** The task **
Word for word, set down the records and skip each picture.
____ The records
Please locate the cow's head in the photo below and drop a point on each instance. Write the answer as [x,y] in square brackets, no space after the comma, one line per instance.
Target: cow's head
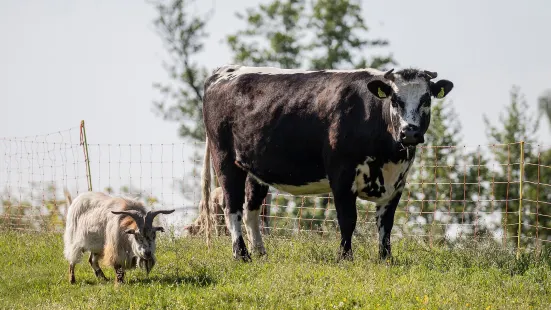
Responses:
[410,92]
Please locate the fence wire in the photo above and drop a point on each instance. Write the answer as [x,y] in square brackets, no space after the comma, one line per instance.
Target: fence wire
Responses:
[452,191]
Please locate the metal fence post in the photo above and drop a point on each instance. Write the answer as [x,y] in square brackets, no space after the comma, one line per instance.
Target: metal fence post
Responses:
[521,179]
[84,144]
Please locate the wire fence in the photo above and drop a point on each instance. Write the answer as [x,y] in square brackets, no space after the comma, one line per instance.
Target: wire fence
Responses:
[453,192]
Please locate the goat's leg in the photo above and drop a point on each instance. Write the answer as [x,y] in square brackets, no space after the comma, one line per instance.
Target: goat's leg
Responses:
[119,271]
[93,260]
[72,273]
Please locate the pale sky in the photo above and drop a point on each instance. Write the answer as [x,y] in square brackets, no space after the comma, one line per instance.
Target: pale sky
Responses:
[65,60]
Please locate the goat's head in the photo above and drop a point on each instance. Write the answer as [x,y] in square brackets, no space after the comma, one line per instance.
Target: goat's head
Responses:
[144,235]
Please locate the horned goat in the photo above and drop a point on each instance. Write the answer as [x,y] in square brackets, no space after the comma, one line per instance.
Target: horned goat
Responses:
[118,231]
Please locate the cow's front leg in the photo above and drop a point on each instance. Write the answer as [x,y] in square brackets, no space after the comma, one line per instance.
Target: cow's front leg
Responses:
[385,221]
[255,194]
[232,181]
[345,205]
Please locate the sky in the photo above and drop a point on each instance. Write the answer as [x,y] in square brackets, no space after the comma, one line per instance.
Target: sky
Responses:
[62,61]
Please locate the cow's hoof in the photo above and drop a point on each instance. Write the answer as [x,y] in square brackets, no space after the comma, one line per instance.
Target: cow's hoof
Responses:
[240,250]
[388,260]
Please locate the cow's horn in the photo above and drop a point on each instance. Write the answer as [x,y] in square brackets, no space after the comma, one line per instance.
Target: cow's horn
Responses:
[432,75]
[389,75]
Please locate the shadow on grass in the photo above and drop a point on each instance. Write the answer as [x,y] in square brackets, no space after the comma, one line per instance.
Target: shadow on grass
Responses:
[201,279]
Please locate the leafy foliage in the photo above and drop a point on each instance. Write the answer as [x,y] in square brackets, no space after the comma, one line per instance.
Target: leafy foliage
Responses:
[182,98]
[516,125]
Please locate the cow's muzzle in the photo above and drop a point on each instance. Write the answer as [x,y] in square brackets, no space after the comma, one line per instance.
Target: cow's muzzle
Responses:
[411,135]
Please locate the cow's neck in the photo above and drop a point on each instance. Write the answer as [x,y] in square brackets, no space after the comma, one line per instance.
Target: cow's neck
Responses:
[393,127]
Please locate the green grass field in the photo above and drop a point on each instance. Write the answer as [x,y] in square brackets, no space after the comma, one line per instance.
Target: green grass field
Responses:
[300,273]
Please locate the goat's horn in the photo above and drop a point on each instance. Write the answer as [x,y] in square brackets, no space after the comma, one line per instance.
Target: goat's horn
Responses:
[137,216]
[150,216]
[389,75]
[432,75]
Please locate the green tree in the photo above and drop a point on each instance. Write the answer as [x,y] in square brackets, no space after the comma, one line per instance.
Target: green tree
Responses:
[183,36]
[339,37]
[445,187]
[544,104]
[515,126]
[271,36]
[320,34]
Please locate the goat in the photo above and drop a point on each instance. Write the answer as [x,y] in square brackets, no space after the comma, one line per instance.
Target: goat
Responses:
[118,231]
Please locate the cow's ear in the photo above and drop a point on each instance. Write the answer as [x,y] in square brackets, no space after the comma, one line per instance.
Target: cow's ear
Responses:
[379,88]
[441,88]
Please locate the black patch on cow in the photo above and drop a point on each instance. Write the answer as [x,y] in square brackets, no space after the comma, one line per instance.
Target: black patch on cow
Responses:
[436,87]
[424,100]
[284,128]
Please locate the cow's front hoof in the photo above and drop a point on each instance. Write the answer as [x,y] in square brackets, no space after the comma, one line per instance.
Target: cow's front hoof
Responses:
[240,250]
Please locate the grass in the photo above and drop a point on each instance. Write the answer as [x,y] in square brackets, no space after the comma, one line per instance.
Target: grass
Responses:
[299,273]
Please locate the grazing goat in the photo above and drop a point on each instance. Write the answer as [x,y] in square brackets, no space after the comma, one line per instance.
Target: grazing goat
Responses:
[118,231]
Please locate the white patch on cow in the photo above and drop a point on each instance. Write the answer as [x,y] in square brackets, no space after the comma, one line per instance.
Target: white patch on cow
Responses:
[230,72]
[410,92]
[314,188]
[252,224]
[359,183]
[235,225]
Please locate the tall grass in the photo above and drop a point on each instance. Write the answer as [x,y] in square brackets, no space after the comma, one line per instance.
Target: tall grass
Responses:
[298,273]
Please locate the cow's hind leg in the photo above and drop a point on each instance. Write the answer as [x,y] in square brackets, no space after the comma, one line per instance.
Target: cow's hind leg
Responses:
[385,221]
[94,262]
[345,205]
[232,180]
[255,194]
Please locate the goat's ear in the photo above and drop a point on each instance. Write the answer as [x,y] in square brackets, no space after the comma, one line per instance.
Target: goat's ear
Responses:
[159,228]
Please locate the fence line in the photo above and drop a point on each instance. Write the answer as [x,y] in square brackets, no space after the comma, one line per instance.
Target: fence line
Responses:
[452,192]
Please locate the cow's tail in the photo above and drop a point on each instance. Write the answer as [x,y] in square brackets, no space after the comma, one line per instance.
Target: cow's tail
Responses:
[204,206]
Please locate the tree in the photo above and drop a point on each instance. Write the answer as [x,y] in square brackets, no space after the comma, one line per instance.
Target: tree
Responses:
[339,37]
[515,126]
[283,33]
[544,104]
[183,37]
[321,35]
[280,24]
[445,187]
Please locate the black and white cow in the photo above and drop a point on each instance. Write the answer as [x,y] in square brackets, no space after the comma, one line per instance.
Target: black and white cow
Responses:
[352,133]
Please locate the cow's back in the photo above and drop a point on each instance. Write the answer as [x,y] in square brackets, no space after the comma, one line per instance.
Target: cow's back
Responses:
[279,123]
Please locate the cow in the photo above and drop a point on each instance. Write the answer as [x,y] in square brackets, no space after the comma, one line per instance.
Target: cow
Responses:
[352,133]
________
** Written response **
Please locate the cow's head in the photo below and drop a point on each instance. Write the answer as [x,y] in square brackets, no space after the comma, one line per instance.
Target: cow's head
Responses:
[410,92]
Please locate the fence wire in the photo above and drop a point on each instance. Write the answer as [x,y] in square brackets, no space after the comma, one line per instance.
Target: fence wire
Responses:
[452,191]
Please locate the metal fence post in the photo above and drop a point on each instance. Write the answer as [x,y] in square brackets, no space after the comma, one line per instance.
Target: metal fence post
Responses:
[521,179]
[84,144]
Please locate the wire fence in the photo above and drop a point on each instance. Write the answer as [x,y] in square brackets, no space after the comma, one line per instance.
Target: wire fence
Responses:
[453,192]
Please locate the goat's leg in the photo above and drop a point on each instance. Write the answer as [x,y] in square brackets, no space after the comma, one line per instance.
Target: goat's leg
Responses:
[119,271]
[93,260]
[72,273]
Please locate the pale sky in the photo above and drop a point on each instance. Write the answer as [x,y] in square brackets, no space after the comma, one line per instance.
Target: pale sky
Responses:
[65,60]
Please locate the goat's head in the photo above and drop a point on each instance. Write the answer as [x,y] in square brackets, no space after the comma, one line per instance.
Target: goat's head
Responses:
[144,235]
Please locate the horned goat in the photo above and drop a point on each instance. Write the answer as [x,y] in square brackets, no space after the comma, one line per instance.
Target: horned goat
Responses:
[118,231]
Please locate the cow's front leg in the photo above and drop a point on each instance. Write the answer as [x,y] in square brackets, no space after the comma, one line per instance.
Target: cow's front leg
Responses:
[385,221]
[255,194]
[232,181]
[345,205]
Please locate the sky in the photo above and drop a point on each instance. Write the answer as [x,y] in square brackets, no space after the comma, one line per instance.
Target: sky
Responses:
[62,61]
Please locate the cow's hoof in the photo above and drop a point on each instance. Write the answer as [x,y] in square brackets, no space after the comma, one line per instance.
Target: cow's hoof
Responses:
[240,250]
[388,260]
Please locate the cow's horn in the photo above and drop a point on each instance. Write the answer as [x,y] in square brackets, no space after the comma, one line per instance.
Target: cow's horn
Responses:
[432,75]
[389,75]
Please locate the shadow on grass in the photo above and drop a point on each instance. Write the answer as [x,y] in square brackets, no space after the comma, one line per instance.
Target: shadow on grass
Responses:
[201,279]
Please locate the leafy foliage in the photo above and drop a point on each instance. Write the answer as [x,y] in square brackets, no space after the comma, one line per instance.
Target: leafy foliage
Responses:
[182,98]
[516,125]
Please locate the cow's muzzle in the photo above and drop a point on each instance. Write the answer as [x,y] in square brackets, no space after the comma, one line per instance.
Target: cow's muzzle
Responses:
[411,135]
Please locate the cow's neck in the photo above and drop a point on each instance. Write the answer as [x,y] in square brackets, no space after the comma, one line per instance.
Target: cow's neck
Responses:
[393,127]
Please locate the green grass field in the photo above and drop a point on each instance. Write the answer as [x,y] in square brackets, no space after the comma, one line per instance.
Target: green grass field
Responses:
[300,273]
Please locate the goat's horn in the photo above and drop a point on each instance. Write the answer as [x,y] in square brackets, no space after the comma, one line per instance.
Target: goat's horn
Responses:
[137,216]
[150,216]
[389,75]
[432,75]
Please locate the green tree in the photo above and drop a point on each instance. Write the answer as [x,y] in square brackets, no space after the comma, one line per instance.
Target: green tree
Responses:
[183,36]
[339,37]
[445,187]
[544,104]
[515,126]
[271,36]
[320,34]
Please locate the goat in the photo above and drop a point on each instance. Write the answer as [x,y] in square brackets, no space after the comma, one line per instance.
Target: goat
Responses:
[118,231]
Please locate the cow's ear in the photo above and drop a point on each instance. Write the answer as [x,y] in square brackets, no space after the comma, one line per instance.
Target: cow's ear
Responses:
[379,88]
[441,88]
Please locate the black patch on cow in the photo above and drop a point on each instance. Write the answer as [x,y] in square brackets, no space after the comma, one line per instance.
Target: black patch on cow
Responses:
[436,87]
[424,100]
[284,128]
Please locate the cow's front hoof in the photo above and drop a point on each instance. Write the answer as [x,y] in square brackets, no space after the comma, one line per instance.
Target: cow's front hoof
Responses:
[240,250]
Please locate the grass in the photo above and drop a point on each instance. Write the answer as [x,y] in square brackets, no space after the comma, one line per instance.
Target: grass
Responses:
[299,273]
Please locate the grazing goat in the photo above and drop a point on each instance. Write the answer as [x,y] in square brackets, no space after the comma, one line per instance.
Target: grazing goat
Responses:
[118,231]
Please locate the white patch on cow in the photo above and drop a point on each instance. Write the answer as [x,y] in square brackets, no space after the comma, one line per instance.
Target: white patch on cow
Responses:
[230,72]
[410,92]
[314,188]
[252,224]
[359,183]
[235,225]
Please locate the tall grass in the photo above and drop a point on each instance. Write the answer as [x,y] in square brackets, no space after the comma, one line per instance.
Target: tall grass
Responses:
[298,273]
Please locate the cow's hind leg in the photo above and drop a point on each instance. Write the answer as [x,y] in square brackets, no space after the comma, one line per instance.
Target: cow's hind leg
Responses:
[385,221]
[94,262]
[345,205]
[232,180]
[255,194]
Please locate the goat's ear in the photo above and drop a point on each instance. Write the answer as [x,y] in square brackets, no space after the comma, one line per instance.
Target: goat's ear
Responses:
[159,228]
Please locate the fence line in the photo above and drop a point on each instance. Write the answer as [x,y] in square brackets, no space after the comma, one line per instance.
Target: fence line
Responses:
[452,192]
Please locate the cow's tail in the photo above and drop a point on each instance. Write the answer as [x,y] in square brackets, no space after the comma, one line per instance.
Target: cow's tail
Responses:
[204,206]
Please locate the tree in the photo above and drop a point on each instance. Write the answer as [x,y] in square brackets, no space after the comma, one line per instance.
Target: tree
Responses:
[339,37]
[515,126]
[283,33]
[544,104]
[183,37]
[321,35]
[280,24]
[445,187]
Please locate the black and white cow in the photo above and drop a point on each instance. Write the answer as [x,y] in square brackets, no space after the comma, one line per instance.
Target: black and white cow
Responses:
[352,133]
Please locate the cow's back in the photo above and drop a point on each instance. Write the answer as [x,y] in square brackets, no space after the comma, one line per instance.
Target: cow's back
Responses:
[279,123]
Please locate the cow in the photo above and drop a point on each instance. Write the answer as [x,y] in square brackets, no space after the comma, one line per instance.
Target: cow
Responses:
[352,133]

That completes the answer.